§ **Selected extract**:
◆ ◆ ◆ ◆ ◆

Micro-needling: What You Need To Know Before You Roll
Micro-needling might be the best news for skin since we found out chocolate doesn’t cause acne. But it comes with a few caveats.
First, what exactly is micro-needling? The process, though admittedly a little on the tingly side, stimulates new collagen and elastin, helps to reduce scars and fine lines, and minimizes the appearance of pores. It also makes skin infinitely more receptive to other skin care products so you get every penny’s worth of your serums.
The dermaroller may look like a child-sized medieval torture device, but the results are worth every tiny prick. The handheld device is like something you might use in the kitchen for rolling dough, but this rolls across your skin and has hundreds of tiny spikes that prick your skin as it goes. Why? Because beauty.
It’s important to note the difference between home micro-needling and medical micro-needling, which is done by a licensed professional in an office. Medical micro-needling devices have needles that are 0.5 mm to 2mm long. Home micro-needling devices have shorter needles, which means the process is relatively painless and can be done more frequently.
Both home and medical micro-needling are based in something called collagen induction therapy (CIT). It’s the principal that introducing micro-injury to the skin, i.e. the needling, wakes up a reaction in the skin that prompts your body to send collagen to the epidermis to repair the skin. Collagen is the protein that makes gives skin its lift and smooth, youthful appearance. More is definitely better.
The micro-needling you do at home is best for improving product absorption, and stimulating collagen for more glowing skin. Improving scars and stretch marks is a job for professionals. You’ll need the benefit of the longer needles that you can only get at the dermatologist or aesthetician’s office. The procedure has proven highly effective for reducing the appearance of acne scars. A 2009 study assessing the effectiveness of micro-needling in the treatment of facial scars revealed 88% of patients saw a good to excellent reduction in acne scarring following treatment.
When done by a dermatologist, the treatment is performed at four to eight-week intervals. Microneedling has some advantages over laser resurfacing. It doesn’t cause epidermal injury that can lead to post-inflammatory hyperpigmentation, skin heals quickly, and the treatment costs far less.

◆ ◆ ◆ ◆ ◆

§ **Extracted data**:

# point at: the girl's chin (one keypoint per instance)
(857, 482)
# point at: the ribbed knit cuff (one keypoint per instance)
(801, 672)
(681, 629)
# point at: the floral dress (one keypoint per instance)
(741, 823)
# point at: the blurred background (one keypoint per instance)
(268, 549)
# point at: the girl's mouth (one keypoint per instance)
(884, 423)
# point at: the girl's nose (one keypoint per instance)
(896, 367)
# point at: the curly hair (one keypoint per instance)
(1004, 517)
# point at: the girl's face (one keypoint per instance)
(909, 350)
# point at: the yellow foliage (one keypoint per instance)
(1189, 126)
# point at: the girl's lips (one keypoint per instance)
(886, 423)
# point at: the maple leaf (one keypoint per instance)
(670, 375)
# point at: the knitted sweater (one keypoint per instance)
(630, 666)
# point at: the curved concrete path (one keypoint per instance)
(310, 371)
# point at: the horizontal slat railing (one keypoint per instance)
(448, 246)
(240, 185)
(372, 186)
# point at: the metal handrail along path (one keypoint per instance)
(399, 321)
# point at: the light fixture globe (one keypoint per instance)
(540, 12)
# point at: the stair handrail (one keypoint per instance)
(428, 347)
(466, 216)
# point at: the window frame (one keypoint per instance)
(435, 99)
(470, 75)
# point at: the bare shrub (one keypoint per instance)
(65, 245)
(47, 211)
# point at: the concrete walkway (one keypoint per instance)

◆ ◆ ◆ ◆ ◆

§ **Problems to solve**:
- 1) Retype the micro-needling article from "First, what exactly" to "Why? Because beauty.".
- 2) According to the micro-needling article, how long are the needles on medical micro-needling devices?

§ **List of answers**:
- 1)
First, what exactly is micro-needling? The process, though admittedly a little on the tingly side, stimulates new collagen and elastin, helps to reduce scars and fine lines, and minimizes the appearance of pores. It also makes skin infinitely more receptive to other skin care products so you get every penny’s worth of your serums.
The dermaroller may look like a child-sized medieval torture device, but the results are worth every tiny prick. The handheld device is like something you might use in the kitchen for rolling dough, but this rolls across your skin and has hundreds of tiny spikes that prick your skin as it goes. Why? Because beauty.

- 2) They are 0.5 mm to 2 mm long.